======== GIVEN RECORDS ========

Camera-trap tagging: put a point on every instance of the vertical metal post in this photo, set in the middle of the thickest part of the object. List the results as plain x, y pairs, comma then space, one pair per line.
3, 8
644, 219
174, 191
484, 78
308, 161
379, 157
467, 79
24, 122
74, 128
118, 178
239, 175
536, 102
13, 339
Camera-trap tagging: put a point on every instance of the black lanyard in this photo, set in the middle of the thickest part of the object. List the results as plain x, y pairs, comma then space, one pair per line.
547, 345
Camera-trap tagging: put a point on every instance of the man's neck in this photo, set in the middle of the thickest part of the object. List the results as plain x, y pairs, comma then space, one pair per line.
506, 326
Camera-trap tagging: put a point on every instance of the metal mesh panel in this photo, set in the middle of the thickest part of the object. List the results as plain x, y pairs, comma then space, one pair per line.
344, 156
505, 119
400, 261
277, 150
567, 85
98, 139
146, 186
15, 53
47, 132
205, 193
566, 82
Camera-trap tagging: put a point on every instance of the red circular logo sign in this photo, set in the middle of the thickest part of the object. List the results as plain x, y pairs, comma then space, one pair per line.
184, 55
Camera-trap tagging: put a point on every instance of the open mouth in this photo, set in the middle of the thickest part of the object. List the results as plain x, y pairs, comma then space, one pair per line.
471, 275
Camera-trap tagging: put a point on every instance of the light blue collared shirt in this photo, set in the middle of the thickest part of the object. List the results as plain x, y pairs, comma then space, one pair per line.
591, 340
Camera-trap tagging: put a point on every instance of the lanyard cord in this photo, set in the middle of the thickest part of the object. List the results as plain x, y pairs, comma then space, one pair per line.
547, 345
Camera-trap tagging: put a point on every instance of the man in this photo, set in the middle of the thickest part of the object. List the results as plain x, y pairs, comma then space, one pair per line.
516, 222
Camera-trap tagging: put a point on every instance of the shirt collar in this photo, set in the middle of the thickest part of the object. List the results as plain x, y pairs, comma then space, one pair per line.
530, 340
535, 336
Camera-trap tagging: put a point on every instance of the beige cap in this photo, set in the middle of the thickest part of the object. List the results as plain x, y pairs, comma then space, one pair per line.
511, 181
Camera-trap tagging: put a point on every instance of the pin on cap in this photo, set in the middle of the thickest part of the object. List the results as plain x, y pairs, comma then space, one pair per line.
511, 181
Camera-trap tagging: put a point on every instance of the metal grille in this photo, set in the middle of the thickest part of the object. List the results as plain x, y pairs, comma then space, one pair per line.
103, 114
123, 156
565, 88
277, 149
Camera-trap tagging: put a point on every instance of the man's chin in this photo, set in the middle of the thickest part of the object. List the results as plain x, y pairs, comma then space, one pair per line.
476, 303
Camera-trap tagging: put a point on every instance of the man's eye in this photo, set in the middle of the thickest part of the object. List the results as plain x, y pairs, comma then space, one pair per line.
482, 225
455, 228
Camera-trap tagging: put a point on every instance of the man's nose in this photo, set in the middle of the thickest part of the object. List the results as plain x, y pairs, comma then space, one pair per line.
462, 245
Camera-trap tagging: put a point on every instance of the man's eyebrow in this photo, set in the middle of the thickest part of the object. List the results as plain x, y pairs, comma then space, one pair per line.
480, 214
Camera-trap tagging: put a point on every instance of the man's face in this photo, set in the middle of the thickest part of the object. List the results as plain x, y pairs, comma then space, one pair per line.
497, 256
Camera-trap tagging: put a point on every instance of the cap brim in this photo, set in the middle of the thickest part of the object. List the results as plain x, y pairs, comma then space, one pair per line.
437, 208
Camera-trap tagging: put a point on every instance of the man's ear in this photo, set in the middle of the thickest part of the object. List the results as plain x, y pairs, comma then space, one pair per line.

========

WHAT IS NEEDED
Copy every record above exactly as it appears.

RESULT FOR THIS EXERCISE
Camera-trap tagging: put a point on every instance of the vertical metal post in this photo, set in the middle of the thickest part of the object. List the results as plain x, y pairs, comma then space, one pair per line.
3, 8
644, 219
174, 191
484, 78
308, 161
379, 157
467, 79
24, 122
74, 128
118, 178
239, 175
536, 102
13, 339
Camera-trap tagging: put a point on every instance of the black lanyard in this photo, set in the middle of the thickest part of the object. List the results as plain x, y pairs, comma then space, one pair per line.
547, 345
Camera-trap tagging: put a point on every instance of the man's neck in this photo, set in the middle of the thickest part of the object. List the results as plain x, y pairs, comma then space, one pair per line.
506, 326
Camera-trap tagging: put a point on every instance of the metal mesh panel in this photo, set in the middle of the thickest part of the object. List the results as plain x, y pairs, comma then space, one pair per line.
344, 156
505, 119
400, 261
277, 150
567, 85
98, 139
146, 186
15, 53
47, 132
205, 193
566, 82
Camera-trap tagging: put a point on every instance of the red circular logo sign in this photo, set in the middle of the thickest part of the object. List the results as plain x, y pairs, comma then space, one pair per line.
184, 55
Camera-trap tagging: put a point on every instance of the open mouth in this photo, set in the middle of the thickest part of the object. List the results as plain x, y pairs, comma then space, one pair per line.
471, 275
Camera-trap tagging: put a point on every instance of the light blue collared shirt in this photo, set in the middle of the thickest part of the object. List the results as plain x, y pairs, comma then space, one pair per line.
591, 340
Camera-trap tagging: put a point on every instance of the lanyard cord in this photo, set in the middle of the thickest part of the object. List the results as plain x, y pairs, comma then space, one pair per line.
547, 345
Camera-trap tagging: put a point on every instance of the man in this photo, set in the middle of the thickest part of the object. List the results as plain x, y pairs, comma then space, one pair per line.
516, 222
Camera-trap tagging: put a point on every instance of the shirt collar in this photo, set in the middle of the thickest part of the object. List the results as plain x, y pairs, comma then space, one pair per line.
530, 340
535, 336
Camera-trap tagging: put a point on every instance of the beige cap in this photo, set in the middle of the thickest part of the object. List the results as plain x, y pairs, comma then space, one pair per line.
511, 181
Camera-trap tagging: put a point on every instance of the pin on cap in this photo, set in the middle of the thickest part of the object. List the results as plain x, y pairs, comma then space, one pair per line.
511, 181
Camera-trap tagging: put a point on every instance of the metal grille in this photo, set in the middle of the thickest part of the object. List the results as plain x, y pairs, comma then space, one pair per line.
103, 114
123, 156
565, 88
277, 149
Camera-trap tagging: put a point on every instance of the man's chin in this photo, set in the middle of the thickest part of the object. List the results as plain x, y pairs, comma then space, one pair per line.
476, 303
Camera-trap tagging: put a point on every instance of the man's eye in this photo, set in the middle of the thickest part of the object. List the results as plain x, y pairs, comma then space, one pair per line.
482, 225
455, 228
Camera-trap tagging: put a point on every instance of the man's nose in this photo, set in the middle of the thickest part of the object. List the results as plain x, y pairs, comma then space, one pair per line.
462, 245
Camera-trap tagging: put a point on every instance of the man's eyebrow in this photo, set in the middle of the thickest part of the object. List the results as plain x, y pairs, comma then space, one pair per line.
480, 214
Camera-trap tagging: put a point on every instance of the man's face in this photo, set in the middle of the thickest part of the object. List the results as plain x, y pairs, comma then space, one pair per line.
497, 256
Camera-trap tagging: put a point on every instance of the cap brim in this photo, set in the middle of the thickest part of the object. List the results as plain x, y pairs, comma then space, one pair per line.
437, 208
Camera-trap tagging: put a point on every instance of the man's ear in this photo, set in the middle of the thickest part of the object. List the results as plain x, y pairs, comma then space, one pair per line.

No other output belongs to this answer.